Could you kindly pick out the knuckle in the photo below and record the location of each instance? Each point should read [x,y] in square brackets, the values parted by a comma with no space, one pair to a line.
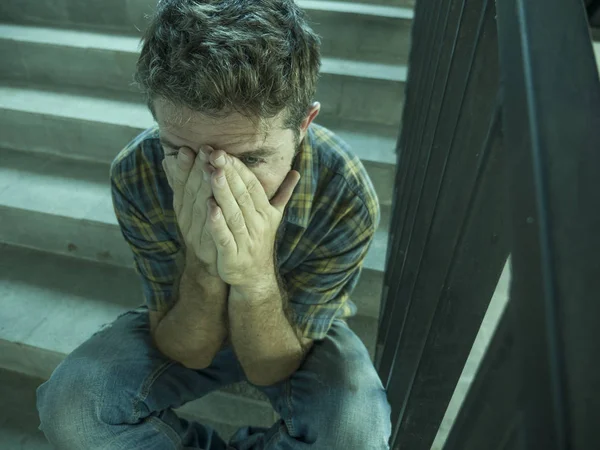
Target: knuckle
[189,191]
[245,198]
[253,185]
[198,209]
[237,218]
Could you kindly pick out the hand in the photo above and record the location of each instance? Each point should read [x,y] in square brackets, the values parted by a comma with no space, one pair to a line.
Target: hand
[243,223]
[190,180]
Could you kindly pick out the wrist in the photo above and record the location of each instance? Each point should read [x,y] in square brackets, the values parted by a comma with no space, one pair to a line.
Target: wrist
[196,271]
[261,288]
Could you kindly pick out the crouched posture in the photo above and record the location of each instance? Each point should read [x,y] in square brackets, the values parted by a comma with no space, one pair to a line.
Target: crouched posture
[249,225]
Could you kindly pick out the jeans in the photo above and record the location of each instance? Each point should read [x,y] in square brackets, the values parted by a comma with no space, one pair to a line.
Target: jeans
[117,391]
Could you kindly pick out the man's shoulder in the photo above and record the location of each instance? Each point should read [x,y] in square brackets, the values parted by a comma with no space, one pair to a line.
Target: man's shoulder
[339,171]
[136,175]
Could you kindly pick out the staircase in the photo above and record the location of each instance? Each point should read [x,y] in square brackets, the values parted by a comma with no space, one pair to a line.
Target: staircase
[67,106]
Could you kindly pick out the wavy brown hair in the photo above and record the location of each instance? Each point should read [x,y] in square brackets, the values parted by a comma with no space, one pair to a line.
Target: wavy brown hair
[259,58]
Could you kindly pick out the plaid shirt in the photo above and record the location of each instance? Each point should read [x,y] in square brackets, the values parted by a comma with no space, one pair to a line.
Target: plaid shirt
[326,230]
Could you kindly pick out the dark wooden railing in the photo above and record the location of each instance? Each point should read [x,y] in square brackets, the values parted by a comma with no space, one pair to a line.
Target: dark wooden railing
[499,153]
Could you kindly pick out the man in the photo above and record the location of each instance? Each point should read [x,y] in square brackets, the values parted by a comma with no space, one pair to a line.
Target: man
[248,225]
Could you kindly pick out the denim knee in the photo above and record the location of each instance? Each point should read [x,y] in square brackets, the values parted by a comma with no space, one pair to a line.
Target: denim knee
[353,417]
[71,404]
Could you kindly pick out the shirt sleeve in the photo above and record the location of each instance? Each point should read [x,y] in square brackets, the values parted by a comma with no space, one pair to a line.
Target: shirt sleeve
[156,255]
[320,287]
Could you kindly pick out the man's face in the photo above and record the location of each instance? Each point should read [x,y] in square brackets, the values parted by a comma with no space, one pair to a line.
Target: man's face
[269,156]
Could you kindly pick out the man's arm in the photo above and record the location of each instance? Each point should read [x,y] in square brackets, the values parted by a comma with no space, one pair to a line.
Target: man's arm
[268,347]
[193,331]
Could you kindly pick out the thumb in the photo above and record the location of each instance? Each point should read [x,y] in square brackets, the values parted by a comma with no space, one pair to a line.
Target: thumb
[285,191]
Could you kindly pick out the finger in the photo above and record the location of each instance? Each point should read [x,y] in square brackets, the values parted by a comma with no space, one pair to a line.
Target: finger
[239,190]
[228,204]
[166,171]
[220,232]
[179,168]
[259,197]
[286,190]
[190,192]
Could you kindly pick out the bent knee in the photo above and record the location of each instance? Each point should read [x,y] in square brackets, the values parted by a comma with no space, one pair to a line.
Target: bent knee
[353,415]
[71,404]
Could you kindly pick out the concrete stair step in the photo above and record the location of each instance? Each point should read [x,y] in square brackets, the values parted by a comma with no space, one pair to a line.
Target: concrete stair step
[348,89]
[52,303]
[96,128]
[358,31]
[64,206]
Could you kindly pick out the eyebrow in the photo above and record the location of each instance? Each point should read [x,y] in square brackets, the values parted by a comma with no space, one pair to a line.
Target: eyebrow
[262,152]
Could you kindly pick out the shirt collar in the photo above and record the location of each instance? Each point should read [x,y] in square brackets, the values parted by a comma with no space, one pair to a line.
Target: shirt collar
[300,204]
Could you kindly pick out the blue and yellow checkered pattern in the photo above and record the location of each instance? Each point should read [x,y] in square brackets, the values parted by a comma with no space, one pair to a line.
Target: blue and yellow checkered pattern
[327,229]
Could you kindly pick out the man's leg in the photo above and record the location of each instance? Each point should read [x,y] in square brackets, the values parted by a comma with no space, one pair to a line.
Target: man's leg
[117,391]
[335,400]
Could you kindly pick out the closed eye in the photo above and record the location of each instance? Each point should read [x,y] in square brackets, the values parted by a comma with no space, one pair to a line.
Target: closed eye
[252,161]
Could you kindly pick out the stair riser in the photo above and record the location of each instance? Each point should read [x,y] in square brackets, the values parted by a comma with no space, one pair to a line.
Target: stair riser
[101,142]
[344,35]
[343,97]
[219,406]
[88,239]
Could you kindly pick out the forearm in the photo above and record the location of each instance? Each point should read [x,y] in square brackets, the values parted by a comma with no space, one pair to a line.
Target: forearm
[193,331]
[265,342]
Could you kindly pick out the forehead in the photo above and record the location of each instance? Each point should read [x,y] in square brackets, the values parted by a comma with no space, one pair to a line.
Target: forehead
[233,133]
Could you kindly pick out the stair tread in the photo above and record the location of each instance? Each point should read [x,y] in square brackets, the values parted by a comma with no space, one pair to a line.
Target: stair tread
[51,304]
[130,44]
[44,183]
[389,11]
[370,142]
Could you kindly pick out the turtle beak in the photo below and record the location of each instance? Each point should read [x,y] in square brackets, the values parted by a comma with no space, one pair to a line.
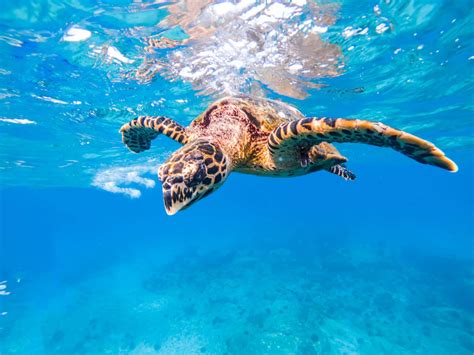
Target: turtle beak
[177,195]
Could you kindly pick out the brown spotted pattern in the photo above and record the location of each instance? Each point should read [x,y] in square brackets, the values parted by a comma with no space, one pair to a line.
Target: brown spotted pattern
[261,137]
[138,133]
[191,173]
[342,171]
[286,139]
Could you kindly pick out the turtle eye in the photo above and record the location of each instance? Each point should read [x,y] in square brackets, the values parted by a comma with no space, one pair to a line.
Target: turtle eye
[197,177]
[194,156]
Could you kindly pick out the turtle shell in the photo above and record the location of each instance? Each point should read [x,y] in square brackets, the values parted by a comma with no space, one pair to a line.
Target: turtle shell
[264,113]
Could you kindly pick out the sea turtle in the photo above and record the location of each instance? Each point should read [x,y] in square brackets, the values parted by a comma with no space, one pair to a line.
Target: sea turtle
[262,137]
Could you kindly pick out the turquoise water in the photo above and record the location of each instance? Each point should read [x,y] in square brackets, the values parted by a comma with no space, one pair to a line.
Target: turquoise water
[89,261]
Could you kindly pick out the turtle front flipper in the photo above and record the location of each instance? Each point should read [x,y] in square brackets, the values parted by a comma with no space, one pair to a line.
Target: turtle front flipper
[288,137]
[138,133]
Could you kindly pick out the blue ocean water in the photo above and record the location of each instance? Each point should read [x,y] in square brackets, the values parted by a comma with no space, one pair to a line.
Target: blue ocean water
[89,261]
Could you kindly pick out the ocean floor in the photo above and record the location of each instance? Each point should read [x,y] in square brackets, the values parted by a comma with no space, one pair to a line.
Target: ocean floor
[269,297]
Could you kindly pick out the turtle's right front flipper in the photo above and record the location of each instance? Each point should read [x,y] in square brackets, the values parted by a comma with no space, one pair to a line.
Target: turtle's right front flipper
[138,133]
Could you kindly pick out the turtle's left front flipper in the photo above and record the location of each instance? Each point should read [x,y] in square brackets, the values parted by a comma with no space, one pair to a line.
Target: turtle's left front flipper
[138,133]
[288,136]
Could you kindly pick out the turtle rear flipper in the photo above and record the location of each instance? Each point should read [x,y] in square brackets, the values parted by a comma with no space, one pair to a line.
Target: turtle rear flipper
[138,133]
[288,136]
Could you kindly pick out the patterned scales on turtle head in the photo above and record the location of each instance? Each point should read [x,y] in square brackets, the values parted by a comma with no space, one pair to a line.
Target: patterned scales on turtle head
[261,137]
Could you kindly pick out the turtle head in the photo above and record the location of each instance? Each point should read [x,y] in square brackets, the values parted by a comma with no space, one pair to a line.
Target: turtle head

--*--

▶ **PROMPT**
Give again only the lines starting at the one that contains "Could you kindly pick out the patterned" and running to the end of the data.

▶ **EXERCISE SOLUTION**
Could you kindly pick out the patterned scales on turtle head in the photo above and record the location of each instance? Each point should read [x,y] in square brackets, the values parted by a comma with no space, one pair to a line.
Target: patterned scales on turtle head
[261,137]
Could you kindly pick out the turtle head in the photo above and record the location of each instance? Each point should read [x,y] in square brackets, the values parted by a comma with no space, one pair to a line.
Target: turtle head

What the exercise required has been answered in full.